> [Travail à réaliser]
Résumez en deux phrases l'article sur le film de Robert Guédiguian consacré au groupe Manouchian.

La forme est différente, mais le fond reste le même. En s'attardant à l'histoire du groupe Manouchian, résistants juifs communistes et étrangers fusillés par les nazis, le cinéaste Robert Guédiguian évoque aussi la France d'aujourd'hui.

«Les raisons de s'engager existent toujours, expliquait récemment le cinéaste à La Presse au cours d'un entretien téléphonique. Mais les propositions d'engagement n'existent plus. Il est bon de rappeler qu'on peut aussi s'engager pour des causes morales, non politiques. À mon sens, il est impossible de vivre heureux si l'on ne vit que pour soi. Il faut vivre pour les autres en même temps. L'engagement est un mode de vie. Dans mon cinéma, il est là depuis toujours.»

L'armée du crime (maintenant à l'affiche) décrit les actions, dans la France occupée, du groupe Manouchian, un petit mouvement formé d'individus, étrangers et juifs communistes, associés pour résister aux nazis. Et défendre la France. Auprès des nouvelles générations, leur histoire reste inconnue. Pour Guédiguian, Arménien d'origine né d'une mère allemande, ces gens sont des héros d'enfance.

«Je connaissais bien l'histoire de ces résistants, souligne l'auteur cinéaste. J'ai toujours voulu leur ressembler. En fait, leur histoire était régulièrement célébrée, mais depuis que la gauche est pratiquement disparue, elle n'est plus évoquée.»

> [Liste fournie]
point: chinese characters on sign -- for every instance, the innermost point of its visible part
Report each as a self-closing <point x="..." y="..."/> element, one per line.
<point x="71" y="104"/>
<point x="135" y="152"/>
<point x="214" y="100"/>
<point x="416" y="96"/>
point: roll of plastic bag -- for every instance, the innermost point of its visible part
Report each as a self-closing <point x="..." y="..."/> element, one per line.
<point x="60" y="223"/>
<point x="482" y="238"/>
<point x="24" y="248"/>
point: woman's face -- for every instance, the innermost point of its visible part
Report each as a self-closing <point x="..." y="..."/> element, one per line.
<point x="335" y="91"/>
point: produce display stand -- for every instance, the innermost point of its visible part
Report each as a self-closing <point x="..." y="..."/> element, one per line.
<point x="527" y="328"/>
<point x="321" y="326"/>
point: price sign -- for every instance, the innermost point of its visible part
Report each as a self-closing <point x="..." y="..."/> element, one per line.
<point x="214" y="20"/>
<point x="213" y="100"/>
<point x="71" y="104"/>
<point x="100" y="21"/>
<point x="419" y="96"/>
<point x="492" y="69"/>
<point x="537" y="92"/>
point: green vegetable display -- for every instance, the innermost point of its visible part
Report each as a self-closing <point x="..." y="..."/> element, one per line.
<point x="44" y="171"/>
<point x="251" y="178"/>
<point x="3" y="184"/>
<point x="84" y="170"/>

> [Réponse attendue]
Dans L'armée du crime, Robert Guédiguian retrace les actions, dans la France occupée, du groupe Manouchian, des résistants étrangers et juifs communistes fusillés par les nazis, dont l'histoire reste inconnue des nouvelles générations. Pour le cinéaste, ces résistants sont des héros d'enfance, et il affirme que les raisons de s'engager existent toujours, l'engagement étant un mode de vie présent depuis toujours dans son cinéma.